# [What is required]
Please retype the data that follows, starting at the line containing "Target: wispy cloud" and stopping after the last line.

# [Input data]
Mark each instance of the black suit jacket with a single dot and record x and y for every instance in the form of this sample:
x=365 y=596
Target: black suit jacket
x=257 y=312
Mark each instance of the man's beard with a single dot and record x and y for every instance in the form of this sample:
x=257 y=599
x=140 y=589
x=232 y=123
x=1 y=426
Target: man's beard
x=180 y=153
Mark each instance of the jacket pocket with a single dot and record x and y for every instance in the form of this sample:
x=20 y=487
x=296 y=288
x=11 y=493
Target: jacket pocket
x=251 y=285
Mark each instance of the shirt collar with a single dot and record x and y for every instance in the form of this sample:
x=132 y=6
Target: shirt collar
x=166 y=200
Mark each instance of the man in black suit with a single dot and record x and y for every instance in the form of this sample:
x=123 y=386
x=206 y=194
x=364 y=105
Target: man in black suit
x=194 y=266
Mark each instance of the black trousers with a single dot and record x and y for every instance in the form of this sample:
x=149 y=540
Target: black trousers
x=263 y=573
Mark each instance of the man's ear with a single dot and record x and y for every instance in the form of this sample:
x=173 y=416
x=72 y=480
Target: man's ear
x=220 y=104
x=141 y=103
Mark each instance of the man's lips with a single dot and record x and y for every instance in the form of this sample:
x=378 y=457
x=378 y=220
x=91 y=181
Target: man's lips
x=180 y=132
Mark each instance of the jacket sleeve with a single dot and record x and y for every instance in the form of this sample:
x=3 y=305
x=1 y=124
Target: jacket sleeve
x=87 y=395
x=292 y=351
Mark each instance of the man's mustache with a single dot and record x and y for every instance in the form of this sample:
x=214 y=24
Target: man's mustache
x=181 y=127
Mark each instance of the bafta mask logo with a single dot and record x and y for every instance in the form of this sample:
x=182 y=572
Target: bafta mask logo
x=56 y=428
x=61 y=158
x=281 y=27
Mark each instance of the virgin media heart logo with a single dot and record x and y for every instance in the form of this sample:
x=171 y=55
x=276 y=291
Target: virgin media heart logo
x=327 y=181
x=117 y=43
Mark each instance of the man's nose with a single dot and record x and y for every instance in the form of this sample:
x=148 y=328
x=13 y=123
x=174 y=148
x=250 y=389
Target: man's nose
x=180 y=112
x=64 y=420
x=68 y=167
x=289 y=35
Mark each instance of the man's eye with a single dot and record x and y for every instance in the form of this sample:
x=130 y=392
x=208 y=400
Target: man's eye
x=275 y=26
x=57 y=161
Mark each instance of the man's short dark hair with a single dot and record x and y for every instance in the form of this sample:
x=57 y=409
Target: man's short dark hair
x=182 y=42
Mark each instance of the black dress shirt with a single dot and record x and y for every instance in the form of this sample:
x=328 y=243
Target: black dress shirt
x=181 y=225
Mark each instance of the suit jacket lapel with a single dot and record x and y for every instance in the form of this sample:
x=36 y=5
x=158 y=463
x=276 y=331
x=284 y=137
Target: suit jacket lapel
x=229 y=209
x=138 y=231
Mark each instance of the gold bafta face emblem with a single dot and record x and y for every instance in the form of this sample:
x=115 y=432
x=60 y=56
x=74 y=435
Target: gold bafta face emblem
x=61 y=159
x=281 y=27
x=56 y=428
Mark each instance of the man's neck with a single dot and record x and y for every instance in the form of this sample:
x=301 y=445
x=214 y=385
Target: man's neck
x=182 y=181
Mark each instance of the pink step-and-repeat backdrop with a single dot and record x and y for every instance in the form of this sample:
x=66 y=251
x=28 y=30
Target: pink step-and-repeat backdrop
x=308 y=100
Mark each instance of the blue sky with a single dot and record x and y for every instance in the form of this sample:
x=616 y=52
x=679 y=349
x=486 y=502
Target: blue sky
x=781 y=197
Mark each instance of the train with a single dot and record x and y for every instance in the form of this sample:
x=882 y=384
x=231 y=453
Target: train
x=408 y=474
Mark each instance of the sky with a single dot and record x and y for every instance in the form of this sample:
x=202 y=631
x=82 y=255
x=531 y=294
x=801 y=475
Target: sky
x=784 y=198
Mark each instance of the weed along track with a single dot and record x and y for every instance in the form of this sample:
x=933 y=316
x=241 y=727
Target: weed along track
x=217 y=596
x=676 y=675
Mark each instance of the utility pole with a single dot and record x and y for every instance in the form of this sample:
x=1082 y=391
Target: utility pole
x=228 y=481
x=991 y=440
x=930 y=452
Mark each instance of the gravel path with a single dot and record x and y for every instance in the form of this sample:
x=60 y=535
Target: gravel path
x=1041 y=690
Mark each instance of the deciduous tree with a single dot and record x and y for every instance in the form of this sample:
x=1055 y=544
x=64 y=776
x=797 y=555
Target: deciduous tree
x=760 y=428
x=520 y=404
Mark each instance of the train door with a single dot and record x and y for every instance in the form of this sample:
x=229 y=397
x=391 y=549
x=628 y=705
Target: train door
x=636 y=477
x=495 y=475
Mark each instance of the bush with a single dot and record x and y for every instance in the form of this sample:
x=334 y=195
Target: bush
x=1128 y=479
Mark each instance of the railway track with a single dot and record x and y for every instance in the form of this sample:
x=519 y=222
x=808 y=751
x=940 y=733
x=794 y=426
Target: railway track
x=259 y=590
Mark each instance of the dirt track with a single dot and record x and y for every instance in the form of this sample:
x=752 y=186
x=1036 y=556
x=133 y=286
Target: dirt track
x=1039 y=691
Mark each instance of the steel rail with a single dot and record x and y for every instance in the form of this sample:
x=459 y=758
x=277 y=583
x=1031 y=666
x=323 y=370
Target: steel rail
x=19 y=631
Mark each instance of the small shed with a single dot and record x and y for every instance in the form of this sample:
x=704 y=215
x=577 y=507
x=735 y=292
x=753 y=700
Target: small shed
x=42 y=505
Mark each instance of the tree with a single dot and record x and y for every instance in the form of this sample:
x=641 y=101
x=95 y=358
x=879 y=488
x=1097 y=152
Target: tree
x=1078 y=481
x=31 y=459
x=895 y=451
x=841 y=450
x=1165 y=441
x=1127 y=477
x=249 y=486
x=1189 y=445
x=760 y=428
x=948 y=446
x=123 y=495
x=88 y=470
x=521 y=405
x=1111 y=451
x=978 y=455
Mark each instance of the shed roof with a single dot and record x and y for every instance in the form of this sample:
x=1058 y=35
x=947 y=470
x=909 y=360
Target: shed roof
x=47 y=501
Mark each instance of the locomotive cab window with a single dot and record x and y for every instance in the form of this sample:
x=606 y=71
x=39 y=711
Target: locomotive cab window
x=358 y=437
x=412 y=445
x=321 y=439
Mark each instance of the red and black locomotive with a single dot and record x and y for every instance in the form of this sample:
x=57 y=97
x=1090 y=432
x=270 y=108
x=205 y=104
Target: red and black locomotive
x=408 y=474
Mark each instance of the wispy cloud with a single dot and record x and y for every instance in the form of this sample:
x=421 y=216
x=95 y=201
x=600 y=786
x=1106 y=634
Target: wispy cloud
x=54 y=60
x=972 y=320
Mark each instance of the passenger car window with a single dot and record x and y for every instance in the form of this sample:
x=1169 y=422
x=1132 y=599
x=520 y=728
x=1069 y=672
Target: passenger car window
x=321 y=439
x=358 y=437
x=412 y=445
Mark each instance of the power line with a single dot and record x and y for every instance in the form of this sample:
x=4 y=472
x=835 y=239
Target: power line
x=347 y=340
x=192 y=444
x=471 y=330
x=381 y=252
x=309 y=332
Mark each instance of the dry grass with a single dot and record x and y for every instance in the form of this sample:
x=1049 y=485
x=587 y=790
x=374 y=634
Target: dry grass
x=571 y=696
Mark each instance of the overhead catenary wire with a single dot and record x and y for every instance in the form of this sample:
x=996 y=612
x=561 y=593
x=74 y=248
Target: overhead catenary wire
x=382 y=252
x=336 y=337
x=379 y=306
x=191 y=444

# [Response to the task]
Target: wispy cloud
x=54 y=60
x=972 y=320
Mark each instance of the passenger car window with a single dot and record x and y for every instance in the form of this sample:
x=1169 y=422
x=1132 y=599
x=520 y=728
x=1069 y=672
Target: passenger car window
x=321 y=439
x=358 y=437
x=412 y=445
Mark each instance of the power line with a single dot and record x and y for every instance in the form of this sample:
x=4 y=472
x=835 y=239
Target: power line
x=347 y=340
x=192 y=444
x=471 y=330
x=381 y=252
x=309 y=332
Mark each instance of the dry grass with a single dot and record x and y for every instance in the form of this sample:
x=1049 y=485
x=587 y=790
x=374 y=634
Target: dry grass
x=571 y=696
Mark each instance of the overhead catenary wire with a single dot and record x and y for every instance in the form of this sample:
x=996 y=612
x=561 y=593
x=74 y=248
Target: overhead catenary wire
x=382 y=252
x=336 y=337
x=379 y=306
x=191 y=444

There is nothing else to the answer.